[THE DATA Boundary: Start]

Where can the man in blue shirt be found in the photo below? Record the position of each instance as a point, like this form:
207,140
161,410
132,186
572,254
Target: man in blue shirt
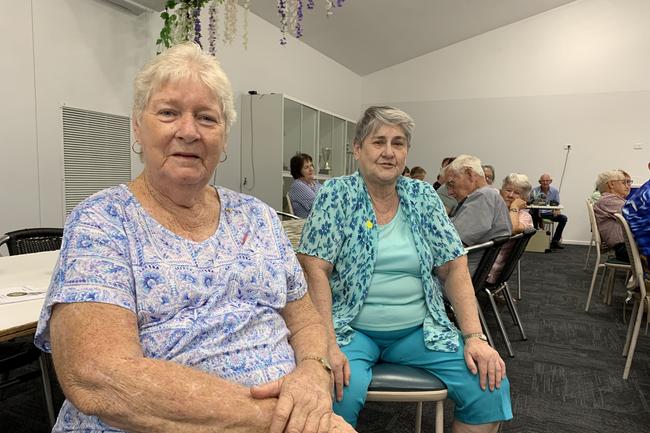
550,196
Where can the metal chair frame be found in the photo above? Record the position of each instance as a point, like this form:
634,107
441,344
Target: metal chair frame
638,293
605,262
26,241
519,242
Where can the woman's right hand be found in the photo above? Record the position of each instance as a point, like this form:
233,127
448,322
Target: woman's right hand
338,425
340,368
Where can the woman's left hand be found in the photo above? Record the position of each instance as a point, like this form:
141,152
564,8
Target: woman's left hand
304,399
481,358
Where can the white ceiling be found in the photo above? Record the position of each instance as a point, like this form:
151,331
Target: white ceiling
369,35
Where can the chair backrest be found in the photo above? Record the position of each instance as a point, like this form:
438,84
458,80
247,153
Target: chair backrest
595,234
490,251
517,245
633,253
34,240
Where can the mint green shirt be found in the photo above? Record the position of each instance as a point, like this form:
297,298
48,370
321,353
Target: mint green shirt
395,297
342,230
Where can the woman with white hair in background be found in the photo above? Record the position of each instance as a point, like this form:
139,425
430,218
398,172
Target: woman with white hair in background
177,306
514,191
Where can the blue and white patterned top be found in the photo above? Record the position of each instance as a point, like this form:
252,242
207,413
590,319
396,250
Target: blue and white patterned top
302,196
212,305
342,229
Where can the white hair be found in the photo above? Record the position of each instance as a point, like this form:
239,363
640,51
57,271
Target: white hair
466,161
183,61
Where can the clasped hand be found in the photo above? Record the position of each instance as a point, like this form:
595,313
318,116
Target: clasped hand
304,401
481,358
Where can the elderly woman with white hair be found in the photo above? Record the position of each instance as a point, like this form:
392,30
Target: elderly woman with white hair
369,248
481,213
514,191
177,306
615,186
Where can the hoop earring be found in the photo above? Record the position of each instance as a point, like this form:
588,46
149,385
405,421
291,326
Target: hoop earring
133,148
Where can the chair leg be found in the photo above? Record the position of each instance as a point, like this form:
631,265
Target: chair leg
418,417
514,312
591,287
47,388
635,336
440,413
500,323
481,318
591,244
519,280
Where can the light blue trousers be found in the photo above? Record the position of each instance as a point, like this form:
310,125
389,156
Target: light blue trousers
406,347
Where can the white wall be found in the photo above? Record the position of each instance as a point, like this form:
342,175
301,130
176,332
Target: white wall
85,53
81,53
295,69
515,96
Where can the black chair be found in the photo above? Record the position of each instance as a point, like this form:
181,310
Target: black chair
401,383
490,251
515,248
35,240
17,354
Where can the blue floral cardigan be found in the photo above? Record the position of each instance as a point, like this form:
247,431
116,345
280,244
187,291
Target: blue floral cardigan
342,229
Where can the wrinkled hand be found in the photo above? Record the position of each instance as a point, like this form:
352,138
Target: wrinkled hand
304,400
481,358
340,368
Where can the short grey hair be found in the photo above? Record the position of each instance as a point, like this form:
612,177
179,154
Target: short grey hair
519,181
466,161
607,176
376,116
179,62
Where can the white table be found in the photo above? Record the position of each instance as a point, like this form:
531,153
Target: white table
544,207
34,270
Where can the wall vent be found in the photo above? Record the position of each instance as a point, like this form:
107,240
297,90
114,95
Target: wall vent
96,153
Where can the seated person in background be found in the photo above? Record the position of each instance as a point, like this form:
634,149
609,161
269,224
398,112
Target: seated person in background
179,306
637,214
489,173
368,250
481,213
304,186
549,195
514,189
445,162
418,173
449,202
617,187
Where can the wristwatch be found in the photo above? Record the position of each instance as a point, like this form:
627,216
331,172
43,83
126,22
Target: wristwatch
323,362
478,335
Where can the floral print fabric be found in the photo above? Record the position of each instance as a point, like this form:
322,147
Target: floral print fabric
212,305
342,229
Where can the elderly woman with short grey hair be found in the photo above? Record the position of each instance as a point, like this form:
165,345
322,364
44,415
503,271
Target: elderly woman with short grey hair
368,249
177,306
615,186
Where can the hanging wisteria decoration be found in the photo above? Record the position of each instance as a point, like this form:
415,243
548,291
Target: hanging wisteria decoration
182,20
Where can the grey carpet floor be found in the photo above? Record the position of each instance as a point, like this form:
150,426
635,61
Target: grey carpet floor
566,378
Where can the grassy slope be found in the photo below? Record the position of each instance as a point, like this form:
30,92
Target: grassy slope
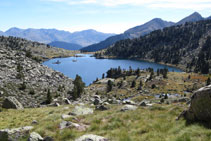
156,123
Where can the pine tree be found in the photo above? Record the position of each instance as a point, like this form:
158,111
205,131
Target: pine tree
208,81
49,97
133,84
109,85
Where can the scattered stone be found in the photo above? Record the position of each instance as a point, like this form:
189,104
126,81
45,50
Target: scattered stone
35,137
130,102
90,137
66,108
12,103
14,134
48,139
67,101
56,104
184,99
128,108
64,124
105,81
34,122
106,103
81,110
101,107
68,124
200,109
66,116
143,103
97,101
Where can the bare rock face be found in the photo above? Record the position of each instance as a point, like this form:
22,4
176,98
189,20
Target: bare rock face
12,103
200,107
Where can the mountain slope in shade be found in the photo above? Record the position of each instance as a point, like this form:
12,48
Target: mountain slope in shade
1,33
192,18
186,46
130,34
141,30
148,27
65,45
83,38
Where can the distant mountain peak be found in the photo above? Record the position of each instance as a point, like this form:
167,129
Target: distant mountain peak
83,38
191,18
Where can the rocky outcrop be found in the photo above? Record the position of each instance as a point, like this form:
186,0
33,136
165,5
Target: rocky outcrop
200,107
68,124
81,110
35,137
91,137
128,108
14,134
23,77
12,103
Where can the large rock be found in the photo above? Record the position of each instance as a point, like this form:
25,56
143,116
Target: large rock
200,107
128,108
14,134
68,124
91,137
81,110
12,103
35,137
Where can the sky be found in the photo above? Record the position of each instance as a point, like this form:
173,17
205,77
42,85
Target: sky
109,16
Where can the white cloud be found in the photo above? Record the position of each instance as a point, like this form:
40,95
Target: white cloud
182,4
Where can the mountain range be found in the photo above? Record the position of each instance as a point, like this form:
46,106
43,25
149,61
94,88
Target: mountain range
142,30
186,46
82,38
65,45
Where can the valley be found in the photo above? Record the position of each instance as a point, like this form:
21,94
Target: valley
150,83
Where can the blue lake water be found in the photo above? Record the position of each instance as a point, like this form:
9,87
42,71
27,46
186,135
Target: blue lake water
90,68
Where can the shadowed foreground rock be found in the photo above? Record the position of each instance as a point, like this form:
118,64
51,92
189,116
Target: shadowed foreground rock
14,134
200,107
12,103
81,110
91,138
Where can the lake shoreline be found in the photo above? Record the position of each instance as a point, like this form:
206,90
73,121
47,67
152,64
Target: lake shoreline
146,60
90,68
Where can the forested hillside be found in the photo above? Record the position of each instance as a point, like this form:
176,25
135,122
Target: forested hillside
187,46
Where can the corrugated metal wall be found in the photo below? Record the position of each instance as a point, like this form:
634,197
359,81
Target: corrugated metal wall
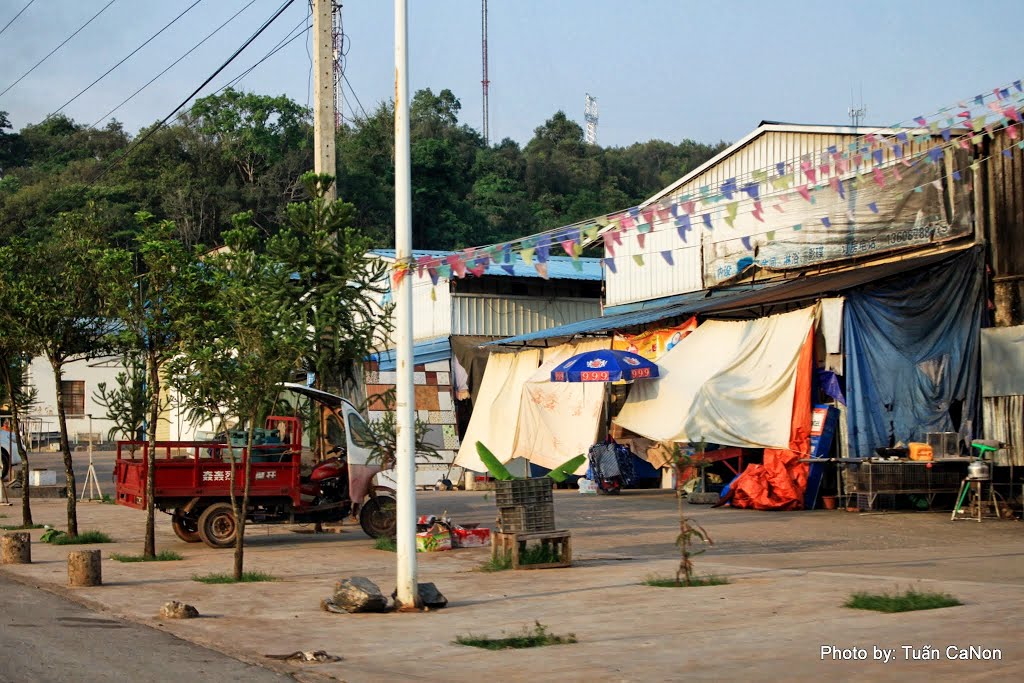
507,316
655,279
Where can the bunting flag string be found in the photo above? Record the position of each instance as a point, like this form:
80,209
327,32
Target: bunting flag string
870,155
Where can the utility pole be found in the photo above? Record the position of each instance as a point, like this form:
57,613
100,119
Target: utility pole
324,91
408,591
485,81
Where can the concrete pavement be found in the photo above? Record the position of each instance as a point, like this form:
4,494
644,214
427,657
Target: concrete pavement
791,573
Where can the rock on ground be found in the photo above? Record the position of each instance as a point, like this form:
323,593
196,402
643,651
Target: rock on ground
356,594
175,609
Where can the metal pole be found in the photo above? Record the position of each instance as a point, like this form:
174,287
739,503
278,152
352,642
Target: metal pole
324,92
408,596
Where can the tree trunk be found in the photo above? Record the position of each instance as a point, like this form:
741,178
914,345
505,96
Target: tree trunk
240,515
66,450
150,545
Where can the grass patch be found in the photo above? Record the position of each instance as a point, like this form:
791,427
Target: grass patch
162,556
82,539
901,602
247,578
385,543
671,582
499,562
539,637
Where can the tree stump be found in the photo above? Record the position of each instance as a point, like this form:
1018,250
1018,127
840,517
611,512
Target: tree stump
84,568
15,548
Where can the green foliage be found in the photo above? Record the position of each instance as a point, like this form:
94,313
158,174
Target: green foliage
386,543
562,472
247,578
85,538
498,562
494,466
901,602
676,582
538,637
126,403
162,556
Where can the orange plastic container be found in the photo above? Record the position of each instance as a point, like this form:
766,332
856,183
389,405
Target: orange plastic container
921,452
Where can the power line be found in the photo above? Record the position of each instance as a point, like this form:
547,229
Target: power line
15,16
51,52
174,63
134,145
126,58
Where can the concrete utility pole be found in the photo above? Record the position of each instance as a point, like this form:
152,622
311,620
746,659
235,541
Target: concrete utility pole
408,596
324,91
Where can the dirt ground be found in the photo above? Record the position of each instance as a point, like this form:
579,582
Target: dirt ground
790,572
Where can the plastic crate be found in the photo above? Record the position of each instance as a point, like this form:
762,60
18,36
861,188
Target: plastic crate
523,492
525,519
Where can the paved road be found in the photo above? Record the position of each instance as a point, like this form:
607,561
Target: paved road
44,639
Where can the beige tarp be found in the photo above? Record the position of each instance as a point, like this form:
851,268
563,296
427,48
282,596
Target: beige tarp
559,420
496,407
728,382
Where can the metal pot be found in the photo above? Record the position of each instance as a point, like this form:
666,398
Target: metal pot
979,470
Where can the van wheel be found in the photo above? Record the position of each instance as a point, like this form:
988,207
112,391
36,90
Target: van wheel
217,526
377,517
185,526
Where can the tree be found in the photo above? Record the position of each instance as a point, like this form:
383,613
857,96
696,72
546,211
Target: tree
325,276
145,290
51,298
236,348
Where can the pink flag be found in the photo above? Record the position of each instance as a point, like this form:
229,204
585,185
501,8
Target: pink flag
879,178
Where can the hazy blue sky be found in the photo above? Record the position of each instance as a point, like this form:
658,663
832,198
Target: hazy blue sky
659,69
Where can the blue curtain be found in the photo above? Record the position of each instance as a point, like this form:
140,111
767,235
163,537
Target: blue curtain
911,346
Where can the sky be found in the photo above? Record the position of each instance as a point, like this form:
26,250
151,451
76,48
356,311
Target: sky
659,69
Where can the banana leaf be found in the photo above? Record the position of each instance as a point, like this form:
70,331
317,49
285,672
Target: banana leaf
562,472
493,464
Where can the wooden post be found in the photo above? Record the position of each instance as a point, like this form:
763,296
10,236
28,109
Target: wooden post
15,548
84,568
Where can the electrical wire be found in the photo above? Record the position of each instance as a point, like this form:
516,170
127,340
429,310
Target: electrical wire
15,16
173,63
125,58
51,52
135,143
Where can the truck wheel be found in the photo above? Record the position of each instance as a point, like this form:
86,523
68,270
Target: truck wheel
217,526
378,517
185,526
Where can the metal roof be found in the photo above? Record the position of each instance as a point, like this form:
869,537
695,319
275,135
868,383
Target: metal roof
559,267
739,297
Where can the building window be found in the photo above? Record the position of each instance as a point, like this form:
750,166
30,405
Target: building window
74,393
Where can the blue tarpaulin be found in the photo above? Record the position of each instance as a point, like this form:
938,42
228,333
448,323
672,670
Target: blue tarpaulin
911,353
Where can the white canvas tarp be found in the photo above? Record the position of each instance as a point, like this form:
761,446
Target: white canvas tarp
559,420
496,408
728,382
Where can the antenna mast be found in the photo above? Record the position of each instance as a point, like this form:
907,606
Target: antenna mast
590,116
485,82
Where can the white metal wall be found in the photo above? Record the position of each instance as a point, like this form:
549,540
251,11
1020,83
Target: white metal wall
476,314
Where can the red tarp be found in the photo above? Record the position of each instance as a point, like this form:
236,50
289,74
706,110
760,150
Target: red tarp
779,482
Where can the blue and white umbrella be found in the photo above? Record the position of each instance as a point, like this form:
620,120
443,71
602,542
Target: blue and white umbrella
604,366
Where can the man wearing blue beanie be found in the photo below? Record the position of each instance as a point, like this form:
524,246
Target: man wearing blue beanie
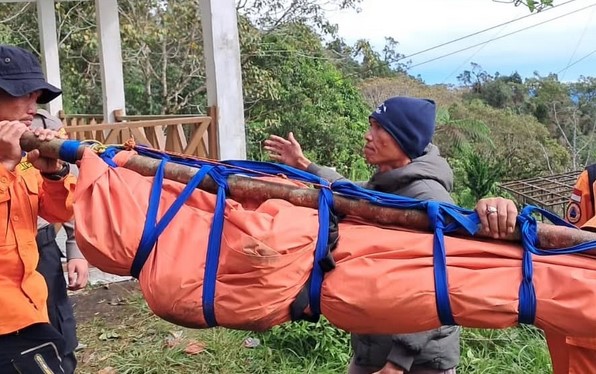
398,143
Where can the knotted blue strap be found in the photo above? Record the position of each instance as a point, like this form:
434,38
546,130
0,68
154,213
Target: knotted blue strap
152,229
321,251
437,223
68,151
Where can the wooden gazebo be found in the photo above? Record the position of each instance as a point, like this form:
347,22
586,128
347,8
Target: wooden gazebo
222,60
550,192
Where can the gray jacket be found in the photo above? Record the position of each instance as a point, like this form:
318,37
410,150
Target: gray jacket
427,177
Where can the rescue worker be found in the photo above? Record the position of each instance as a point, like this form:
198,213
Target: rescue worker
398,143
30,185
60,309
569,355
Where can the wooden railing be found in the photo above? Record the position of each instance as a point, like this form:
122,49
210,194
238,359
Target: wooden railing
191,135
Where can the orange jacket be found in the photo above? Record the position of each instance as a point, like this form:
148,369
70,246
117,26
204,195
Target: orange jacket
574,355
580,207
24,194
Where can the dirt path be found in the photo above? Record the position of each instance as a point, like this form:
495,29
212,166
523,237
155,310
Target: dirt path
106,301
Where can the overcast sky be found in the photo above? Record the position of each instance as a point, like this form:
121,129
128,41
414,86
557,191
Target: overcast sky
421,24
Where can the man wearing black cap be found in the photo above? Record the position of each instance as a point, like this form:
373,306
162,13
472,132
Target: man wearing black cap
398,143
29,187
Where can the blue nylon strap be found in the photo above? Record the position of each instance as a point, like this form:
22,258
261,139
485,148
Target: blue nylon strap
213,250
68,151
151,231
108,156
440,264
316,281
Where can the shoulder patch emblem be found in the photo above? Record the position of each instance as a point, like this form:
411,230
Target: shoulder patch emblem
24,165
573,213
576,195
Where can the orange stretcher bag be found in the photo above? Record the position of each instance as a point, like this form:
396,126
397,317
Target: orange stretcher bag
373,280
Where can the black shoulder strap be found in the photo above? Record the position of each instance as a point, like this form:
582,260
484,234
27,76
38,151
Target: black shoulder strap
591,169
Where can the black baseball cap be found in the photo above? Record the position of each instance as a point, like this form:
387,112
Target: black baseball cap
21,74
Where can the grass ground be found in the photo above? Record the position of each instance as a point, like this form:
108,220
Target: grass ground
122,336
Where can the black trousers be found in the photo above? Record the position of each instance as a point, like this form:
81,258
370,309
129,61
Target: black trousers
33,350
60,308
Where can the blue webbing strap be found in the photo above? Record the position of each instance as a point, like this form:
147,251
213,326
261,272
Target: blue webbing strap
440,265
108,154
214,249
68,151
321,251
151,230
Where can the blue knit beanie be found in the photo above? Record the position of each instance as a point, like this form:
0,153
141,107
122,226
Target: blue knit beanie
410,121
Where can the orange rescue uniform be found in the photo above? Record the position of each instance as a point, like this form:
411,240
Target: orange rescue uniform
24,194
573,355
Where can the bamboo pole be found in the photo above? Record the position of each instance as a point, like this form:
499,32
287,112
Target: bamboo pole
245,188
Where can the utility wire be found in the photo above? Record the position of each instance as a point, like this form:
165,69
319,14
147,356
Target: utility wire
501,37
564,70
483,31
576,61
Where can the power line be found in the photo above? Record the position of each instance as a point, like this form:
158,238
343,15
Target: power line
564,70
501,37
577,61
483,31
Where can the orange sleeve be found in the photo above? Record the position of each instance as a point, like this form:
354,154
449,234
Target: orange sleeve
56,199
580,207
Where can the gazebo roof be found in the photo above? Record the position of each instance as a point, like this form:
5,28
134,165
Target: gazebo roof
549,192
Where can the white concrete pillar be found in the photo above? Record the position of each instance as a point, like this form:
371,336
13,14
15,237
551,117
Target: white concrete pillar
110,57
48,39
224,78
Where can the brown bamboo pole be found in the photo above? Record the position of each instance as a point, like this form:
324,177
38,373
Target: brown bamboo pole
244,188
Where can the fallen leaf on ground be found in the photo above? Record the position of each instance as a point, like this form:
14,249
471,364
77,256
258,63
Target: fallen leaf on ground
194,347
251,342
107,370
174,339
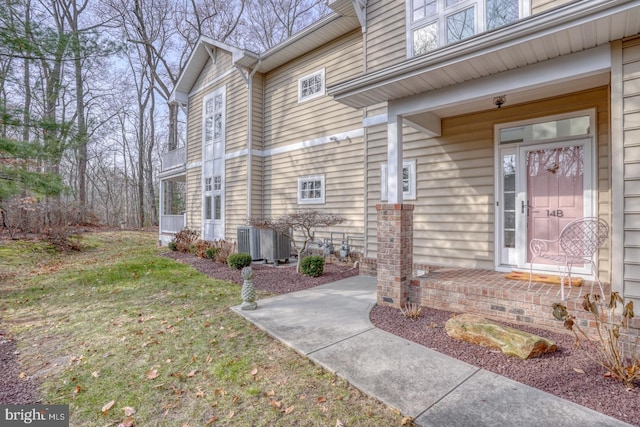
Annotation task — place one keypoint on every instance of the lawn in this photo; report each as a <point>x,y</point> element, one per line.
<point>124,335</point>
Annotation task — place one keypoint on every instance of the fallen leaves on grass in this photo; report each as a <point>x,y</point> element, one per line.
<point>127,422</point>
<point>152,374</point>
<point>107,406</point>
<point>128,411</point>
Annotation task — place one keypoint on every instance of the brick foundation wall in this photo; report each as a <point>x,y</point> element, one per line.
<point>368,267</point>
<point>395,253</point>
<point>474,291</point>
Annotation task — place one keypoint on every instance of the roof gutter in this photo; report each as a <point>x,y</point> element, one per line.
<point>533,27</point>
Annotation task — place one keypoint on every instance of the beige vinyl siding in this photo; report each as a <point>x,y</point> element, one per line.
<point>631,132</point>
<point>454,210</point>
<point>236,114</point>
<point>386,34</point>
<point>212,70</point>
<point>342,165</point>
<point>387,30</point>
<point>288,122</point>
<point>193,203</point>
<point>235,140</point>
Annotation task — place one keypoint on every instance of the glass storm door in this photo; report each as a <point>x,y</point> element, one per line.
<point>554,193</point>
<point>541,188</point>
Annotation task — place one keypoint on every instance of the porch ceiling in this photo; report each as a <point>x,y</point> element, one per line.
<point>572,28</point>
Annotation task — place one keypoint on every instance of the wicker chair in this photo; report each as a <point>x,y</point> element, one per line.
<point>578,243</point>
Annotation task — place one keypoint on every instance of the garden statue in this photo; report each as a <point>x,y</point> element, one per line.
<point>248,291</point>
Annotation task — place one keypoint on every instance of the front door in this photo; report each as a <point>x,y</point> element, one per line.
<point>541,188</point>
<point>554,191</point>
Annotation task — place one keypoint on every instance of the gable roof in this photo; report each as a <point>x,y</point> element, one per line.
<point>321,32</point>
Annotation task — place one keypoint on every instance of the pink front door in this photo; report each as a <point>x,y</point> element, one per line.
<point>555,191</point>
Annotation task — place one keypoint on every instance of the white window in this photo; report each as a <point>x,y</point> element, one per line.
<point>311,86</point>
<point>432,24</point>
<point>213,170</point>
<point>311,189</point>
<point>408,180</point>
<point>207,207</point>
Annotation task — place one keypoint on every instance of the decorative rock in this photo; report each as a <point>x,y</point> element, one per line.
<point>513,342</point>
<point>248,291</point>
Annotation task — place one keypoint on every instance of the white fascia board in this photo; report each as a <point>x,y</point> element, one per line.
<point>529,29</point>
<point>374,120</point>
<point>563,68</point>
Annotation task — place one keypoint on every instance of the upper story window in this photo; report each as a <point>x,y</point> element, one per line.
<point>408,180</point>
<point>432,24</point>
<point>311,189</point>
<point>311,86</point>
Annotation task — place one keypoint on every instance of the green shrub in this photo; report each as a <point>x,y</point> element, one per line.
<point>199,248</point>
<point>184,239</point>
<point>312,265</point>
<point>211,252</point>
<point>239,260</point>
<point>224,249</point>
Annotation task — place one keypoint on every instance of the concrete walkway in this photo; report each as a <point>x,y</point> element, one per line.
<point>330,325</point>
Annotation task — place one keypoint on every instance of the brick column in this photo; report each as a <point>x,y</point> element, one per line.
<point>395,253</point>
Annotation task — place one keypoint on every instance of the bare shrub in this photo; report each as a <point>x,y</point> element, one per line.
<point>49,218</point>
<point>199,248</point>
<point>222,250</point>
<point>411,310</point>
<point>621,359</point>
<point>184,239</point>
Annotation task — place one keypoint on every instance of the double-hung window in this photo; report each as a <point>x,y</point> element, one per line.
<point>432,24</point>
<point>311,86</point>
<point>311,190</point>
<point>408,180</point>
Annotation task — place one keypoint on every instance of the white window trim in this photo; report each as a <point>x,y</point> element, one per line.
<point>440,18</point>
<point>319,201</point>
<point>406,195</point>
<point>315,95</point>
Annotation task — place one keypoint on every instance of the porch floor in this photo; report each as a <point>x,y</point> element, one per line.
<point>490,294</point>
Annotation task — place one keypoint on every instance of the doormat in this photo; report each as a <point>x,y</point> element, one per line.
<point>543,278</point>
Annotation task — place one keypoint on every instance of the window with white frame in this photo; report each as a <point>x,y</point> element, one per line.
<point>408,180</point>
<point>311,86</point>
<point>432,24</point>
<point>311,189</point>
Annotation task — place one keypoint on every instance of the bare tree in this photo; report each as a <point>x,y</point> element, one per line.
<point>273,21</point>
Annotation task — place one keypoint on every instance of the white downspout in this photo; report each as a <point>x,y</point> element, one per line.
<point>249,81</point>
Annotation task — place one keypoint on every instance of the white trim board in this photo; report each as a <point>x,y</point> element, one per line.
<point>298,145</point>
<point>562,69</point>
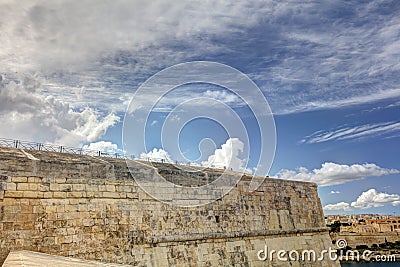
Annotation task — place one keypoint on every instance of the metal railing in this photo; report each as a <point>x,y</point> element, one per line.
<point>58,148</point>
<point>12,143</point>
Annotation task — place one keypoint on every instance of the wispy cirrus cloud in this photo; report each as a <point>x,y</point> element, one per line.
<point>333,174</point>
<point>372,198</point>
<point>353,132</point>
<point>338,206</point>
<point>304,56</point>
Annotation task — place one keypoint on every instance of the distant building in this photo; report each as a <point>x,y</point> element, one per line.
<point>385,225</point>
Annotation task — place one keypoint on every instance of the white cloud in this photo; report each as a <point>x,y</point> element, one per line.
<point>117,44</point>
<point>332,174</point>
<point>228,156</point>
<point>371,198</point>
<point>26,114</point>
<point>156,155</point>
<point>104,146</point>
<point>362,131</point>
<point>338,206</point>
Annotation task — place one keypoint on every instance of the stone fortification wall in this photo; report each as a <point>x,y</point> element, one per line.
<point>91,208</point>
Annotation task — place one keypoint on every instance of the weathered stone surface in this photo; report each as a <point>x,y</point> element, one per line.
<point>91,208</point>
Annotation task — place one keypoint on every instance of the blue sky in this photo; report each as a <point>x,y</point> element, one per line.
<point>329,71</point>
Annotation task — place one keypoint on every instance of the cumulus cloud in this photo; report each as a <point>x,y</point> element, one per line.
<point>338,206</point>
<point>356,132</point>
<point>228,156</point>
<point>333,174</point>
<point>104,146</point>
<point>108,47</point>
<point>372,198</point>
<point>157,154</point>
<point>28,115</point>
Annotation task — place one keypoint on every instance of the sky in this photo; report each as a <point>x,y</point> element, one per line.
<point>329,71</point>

[THE DATA Boundary: End]

Identify every line above that includes the word "below", and show those lines.

PROBLEM SOLUTION
Where can the man in blue shirt be found in the photo below? Record the position of each instance as a point, like this form:
Where can the grassy slope be found in the photo below? Record the position of each instance as a point, like this form:
Where can the corrugated metal wall be found in the photo below? Record the position of each instance as a point, like this form:
Where can the man wearing blue beanie be found in the photo below? Record the position of each instance as a point, like this form:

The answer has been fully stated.